▸ **Task directions**
Type out the data exactly as given. Skip any image.

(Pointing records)
---*---

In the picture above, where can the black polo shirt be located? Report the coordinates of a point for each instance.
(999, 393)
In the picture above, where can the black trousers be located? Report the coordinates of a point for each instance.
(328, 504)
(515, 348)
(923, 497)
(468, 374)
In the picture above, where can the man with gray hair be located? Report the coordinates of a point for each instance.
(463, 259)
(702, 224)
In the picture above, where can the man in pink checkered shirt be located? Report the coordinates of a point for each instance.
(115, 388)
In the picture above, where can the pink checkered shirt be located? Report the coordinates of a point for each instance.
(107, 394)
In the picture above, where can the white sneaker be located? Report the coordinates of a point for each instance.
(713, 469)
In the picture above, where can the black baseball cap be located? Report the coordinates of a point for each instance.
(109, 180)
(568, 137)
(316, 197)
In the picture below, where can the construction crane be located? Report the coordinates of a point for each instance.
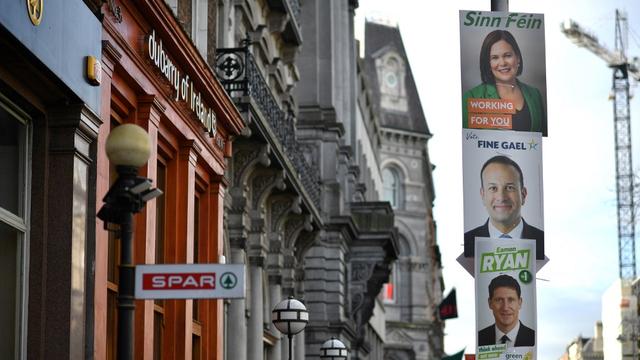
(622, 68)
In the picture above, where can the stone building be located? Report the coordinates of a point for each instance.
(413, 328)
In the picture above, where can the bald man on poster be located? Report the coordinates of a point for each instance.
(503, 194)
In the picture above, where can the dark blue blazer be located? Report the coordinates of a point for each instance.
(528, 232)
(526, 336)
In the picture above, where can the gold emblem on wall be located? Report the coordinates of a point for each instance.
(35, 8)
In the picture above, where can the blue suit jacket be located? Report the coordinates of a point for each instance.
(528, 232)
(526, 336)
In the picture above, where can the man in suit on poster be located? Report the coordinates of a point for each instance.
(503, 194)
(505, 301)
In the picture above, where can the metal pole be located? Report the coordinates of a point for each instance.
(499, 5)
(126, 306)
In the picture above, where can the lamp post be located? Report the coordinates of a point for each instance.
(127, 147)
(290, 317)
(333, 349)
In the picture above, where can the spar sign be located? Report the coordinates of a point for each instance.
(190, 281)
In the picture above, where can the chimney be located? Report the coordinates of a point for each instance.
(597, 337)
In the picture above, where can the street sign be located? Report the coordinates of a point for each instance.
(190, 281)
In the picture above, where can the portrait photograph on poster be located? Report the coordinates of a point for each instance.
(502, 187)
(505, 299)
(502, 58)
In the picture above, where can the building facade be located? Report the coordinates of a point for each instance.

---*---

▸ **Solution for this problem**
In the picture above, where can the black polo shirt be located? Report the coordinates of a point for each instance.
(999, 393)
In the picture above, where can the black trousers be located? Report the coordinates of a point for each instance.
(328, 504)
(515, 348)
(923, 497)
(468, 374)
In the picture above, where can the man with gray hair be located? Report the coordinates of a point for each instance.
(463, 259)
(702, 224)
In the picture above, where can the man in pink checkered shirt be located? Report the coordinates of a point for each instance.
(115, 388)
In the picture above, where can the pink checkered shirt be located? Report the coordinates of a point for each instance.
(107, 394)
In the picture above, where can the white sneaker be located? Report the coordinates of a point for each instance.
(713, 469)
In the picture above, where can the black baseball cap be located? Report the coordinates of a point for each instance.
(109, 180)
(568, 137)
(316, 197)
In the picture below, where can the construction crane be located? Report the coordinates of a point for each instance.
(622, 68)
In the picture above, where can the stone building be located? Report the coordinates of a point for each instance.
(413, 328)
In the picture above, where can the bald man on poster be located? Report the coordinates of a point for each instance.
(503, 194)
In the picture above, where can the dark blue blazer be located? Report the coordinates of a point for each instance.
(528, 232)
(526, 336)
In the picture above, where can the gold emblem on wall be located? Report the coordinates of a point for each instance.
(35, 8)
In the picture above, where can the blue suit jacket be located? Report the coordinates of a point for each instance.
(528, 232)
(526, 336)
In the picture above, where can the man in suit on poster be located? Report the coordinates of a point for each instance.
(503, 194)
(505, 301)
In the picture above, where can the metal pole be located? Report the coordinates of a point for each instance.
(499, 5)
(126, 306)
In the picture above, where can the lamp post be located? Report the coordinates of a point for each instance.
(127, 147)
(290, 317)
(333, 349)
In the picture above, where can the spar sign be located? Report the coordinates of a point for each instance.
(190, 281)
In the picture above, where can the chimney be located? Report the coordinates of a point for each instance.
(597, 337)
In the picture above, where can the street sign be located? Report the coordinates of a point for each instance.
(190, 281)
In the picture above, where can the portrait photograph on poster be located? Report the coordinates of a point for each instance.
(502, 187)
(505, 299)
(502, 58)
In the picture above, where can the building facade be located? Report the coordinates of a point for each instance.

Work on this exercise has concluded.